**AIM:** In the listing, substitute "metal ladder" for "pool ladder" in the part that opens with the line containing "Find the pool" and closes with the line containing "Please outline every instance of the pool", and give those lines again with everything else unchanged.

**DATA ENTRIES:**
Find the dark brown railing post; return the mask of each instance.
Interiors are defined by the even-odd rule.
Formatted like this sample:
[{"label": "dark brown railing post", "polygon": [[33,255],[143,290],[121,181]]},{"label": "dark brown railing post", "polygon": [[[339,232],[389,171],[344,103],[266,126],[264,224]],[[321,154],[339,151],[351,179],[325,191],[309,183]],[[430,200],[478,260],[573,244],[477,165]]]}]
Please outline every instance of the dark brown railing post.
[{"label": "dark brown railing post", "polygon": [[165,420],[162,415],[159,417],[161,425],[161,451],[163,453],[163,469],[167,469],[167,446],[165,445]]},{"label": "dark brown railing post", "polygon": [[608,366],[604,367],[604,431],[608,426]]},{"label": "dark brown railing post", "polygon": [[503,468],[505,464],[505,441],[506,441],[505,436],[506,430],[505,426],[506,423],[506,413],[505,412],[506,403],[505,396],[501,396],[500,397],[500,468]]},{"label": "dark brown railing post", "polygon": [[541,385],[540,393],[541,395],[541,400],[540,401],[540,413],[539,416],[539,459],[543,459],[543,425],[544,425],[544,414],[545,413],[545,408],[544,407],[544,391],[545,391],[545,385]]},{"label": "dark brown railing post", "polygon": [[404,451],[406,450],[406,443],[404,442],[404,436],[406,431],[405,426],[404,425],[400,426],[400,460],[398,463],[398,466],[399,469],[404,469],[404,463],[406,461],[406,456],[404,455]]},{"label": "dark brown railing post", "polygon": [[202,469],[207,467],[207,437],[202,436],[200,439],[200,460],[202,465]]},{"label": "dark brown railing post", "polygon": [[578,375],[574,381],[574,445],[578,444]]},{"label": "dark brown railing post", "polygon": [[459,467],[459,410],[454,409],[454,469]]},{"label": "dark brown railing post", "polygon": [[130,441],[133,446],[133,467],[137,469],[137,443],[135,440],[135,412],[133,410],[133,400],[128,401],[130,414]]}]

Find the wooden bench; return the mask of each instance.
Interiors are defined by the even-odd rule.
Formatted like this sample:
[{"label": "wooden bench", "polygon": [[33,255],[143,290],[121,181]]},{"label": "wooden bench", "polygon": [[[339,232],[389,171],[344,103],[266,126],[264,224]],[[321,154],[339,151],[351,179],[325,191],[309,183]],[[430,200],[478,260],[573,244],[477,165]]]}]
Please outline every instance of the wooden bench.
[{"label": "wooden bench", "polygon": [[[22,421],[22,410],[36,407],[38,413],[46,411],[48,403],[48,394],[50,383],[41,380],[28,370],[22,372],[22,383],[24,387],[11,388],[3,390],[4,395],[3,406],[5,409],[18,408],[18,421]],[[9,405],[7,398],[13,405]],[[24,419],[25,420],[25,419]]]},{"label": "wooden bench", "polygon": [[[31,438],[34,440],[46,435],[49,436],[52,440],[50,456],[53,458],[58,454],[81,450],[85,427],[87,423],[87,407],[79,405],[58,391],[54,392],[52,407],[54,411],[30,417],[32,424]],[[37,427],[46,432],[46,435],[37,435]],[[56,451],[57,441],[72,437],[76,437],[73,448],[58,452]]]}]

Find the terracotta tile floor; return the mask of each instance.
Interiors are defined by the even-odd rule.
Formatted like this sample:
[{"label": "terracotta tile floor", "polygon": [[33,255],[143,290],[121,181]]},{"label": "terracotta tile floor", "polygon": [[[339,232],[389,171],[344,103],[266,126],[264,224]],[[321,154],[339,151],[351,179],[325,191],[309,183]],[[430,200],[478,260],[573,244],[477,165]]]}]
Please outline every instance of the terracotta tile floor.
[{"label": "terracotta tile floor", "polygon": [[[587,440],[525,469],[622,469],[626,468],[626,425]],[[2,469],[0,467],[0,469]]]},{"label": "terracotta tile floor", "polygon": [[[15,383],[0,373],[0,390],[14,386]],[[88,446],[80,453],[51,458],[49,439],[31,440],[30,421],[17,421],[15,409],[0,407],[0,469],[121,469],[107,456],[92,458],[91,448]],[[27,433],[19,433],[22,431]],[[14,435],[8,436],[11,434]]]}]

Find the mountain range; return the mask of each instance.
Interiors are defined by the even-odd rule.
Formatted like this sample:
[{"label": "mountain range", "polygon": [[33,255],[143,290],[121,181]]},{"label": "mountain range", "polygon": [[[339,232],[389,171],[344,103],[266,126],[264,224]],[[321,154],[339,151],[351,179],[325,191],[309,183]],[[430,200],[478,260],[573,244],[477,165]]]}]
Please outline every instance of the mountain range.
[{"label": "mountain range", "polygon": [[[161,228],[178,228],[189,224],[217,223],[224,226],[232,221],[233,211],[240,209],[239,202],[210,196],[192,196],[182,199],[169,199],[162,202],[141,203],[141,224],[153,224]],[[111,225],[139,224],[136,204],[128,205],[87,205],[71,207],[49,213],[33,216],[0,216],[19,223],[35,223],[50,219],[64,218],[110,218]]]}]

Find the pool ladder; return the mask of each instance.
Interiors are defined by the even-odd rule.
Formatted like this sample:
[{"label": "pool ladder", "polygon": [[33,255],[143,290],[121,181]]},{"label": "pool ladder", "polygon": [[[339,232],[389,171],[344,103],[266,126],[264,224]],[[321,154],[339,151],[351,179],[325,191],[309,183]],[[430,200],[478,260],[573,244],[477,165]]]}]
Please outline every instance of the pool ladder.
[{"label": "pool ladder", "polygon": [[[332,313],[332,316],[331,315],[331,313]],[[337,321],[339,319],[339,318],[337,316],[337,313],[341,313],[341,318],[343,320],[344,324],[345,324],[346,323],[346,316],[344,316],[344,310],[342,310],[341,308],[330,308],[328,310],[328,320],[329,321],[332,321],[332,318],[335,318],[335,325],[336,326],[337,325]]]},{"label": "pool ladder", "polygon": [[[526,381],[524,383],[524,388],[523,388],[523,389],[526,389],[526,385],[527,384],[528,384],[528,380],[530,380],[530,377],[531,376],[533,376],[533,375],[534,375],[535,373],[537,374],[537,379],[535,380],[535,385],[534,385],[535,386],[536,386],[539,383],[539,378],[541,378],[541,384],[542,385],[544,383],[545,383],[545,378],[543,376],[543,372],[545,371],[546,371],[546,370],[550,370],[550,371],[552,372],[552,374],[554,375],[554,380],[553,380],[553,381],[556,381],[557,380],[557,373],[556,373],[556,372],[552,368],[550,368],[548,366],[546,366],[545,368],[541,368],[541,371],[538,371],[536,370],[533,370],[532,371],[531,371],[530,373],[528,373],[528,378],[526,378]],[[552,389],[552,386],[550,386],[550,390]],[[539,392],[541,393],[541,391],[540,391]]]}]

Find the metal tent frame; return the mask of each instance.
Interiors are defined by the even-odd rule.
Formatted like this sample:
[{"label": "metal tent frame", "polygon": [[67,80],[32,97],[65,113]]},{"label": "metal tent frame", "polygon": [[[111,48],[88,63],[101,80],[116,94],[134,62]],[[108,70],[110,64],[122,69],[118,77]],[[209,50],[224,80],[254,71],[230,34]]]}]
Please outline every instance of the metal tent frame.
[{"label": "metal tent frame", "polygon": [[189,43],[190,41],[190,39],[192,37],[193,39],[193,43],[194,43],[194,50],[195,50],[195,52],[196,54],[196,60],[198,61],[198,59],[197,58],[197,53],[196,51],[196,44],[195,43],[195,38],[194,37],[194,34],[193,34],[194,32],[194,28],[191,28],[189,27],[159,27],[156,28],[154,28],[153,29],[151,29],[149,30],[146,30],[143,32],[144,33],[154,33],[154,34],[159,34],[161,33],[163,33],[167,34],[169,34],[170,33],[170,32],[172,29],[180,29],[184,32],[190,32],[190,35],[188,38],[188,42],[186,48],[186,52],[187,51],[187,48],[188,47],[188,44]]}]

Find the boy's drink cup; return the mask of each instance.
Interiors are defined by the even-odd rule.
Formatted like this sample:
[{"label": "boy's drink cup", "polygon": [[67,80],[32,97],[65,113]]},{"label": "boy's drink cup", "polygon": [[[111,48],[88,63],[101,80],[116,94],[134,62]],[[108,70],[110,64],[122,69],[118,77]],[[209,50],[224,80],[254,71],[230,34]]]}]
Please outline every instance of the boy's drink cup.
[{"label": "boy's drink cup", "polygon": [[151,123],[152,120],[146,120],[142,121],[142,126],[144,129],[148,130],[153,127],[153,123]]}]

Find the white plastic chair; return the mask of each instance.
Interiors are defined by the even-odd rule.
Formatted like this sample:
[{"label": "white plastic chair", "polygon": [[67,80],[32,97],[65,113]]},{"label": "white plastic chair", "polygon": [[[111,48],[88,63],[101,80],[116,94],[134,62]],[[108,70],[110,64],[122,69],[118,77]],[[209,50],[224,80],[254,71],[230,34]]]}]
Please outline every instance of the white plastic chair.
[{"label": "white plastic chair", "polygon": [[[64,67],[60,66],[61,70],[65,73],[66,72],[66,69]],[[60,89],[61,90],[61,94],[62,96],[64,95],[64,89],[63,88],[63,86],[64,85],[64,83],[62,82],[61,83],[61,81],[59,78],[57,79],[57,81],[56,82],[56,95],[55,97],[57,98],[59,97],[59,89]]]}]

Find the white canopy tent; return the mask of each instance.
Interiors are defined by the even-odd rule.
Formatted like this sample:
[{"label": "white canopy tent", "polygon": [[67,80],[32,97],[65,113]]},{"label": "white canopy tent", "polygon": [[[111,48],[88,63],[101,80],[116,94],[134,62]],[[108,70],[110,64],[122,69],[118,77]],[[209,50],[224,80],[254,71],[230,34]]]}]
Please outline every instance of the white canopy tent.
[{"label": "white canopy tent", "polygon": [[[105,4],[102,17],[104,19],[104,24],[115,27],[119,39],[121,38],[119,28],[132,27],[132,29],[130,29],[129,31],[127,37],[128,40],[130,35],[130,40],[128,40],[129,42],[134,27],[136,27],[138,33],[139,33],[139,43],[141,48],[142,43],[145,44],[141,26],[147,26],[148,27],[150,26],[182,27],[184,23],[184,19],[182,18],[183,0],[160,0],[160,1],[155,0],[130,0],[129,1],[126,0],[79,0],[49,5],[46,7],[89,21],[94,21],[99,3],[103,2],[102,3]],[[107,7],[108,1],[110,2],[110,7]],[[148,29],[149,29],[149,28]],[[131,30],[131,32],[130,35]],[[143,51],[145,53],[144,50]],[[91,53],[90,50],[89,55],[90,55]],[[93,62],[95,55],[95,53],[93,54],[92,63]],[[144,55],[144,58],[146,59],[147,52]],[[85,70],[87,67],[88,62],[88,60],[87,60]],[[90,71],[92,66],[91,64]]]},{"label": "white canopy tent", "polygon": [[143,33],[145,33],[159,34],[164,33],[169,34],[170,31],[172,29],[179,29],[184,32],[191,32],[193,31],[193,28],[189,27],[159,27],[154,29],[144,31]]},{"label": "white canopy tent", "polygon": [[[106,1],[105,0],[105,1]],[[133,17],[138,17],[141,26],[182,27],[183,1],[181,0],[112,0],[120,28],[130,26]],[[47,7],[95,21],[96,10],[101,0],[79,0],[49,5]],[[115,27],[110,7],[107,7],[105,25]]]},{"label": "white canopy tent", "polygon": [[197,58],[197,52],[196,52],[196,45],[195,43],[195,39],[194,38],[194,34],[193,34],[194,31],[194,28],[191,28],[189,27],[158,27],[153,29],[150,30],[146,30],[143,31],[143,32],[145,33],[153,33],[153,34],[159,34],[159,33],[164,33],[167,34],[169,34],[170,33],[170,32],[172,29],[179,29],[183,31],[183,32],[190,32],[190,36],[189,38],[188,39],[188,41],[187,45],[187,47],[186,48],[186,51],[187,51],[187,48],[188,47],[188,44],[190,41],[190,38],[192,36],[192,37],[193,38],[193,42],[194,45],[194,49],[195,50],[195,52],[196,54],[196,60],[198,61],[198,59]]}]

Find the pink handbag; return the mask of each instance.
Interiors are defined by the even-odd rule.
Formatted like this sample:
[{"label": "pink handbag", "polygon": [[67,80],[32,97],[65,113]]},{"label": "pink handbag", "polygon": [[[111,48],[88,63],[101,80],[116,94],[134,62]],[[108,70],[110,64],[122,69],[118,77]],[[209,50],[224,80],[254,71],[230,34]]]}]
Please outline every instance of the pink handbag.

**TASK SOLUTION:**
Find the metal ladder; return the mask of each instance.
Interiors are defined by the even-odd rule.
Formatted like this sample:
[{"label": "metal ladder", "polygon": [[33,255],[143,290],[121,181]]},{"label": "metal ladder", "polygon": [[[339,232],[389,171],[344,103],[266,126],[264,224]],[[321,154],[339,151],[351,179],[325,191],[309,183]],[[430,200],[478,260],[573,244],[477,165]]]}]
Please outline every instance of the metal ladder.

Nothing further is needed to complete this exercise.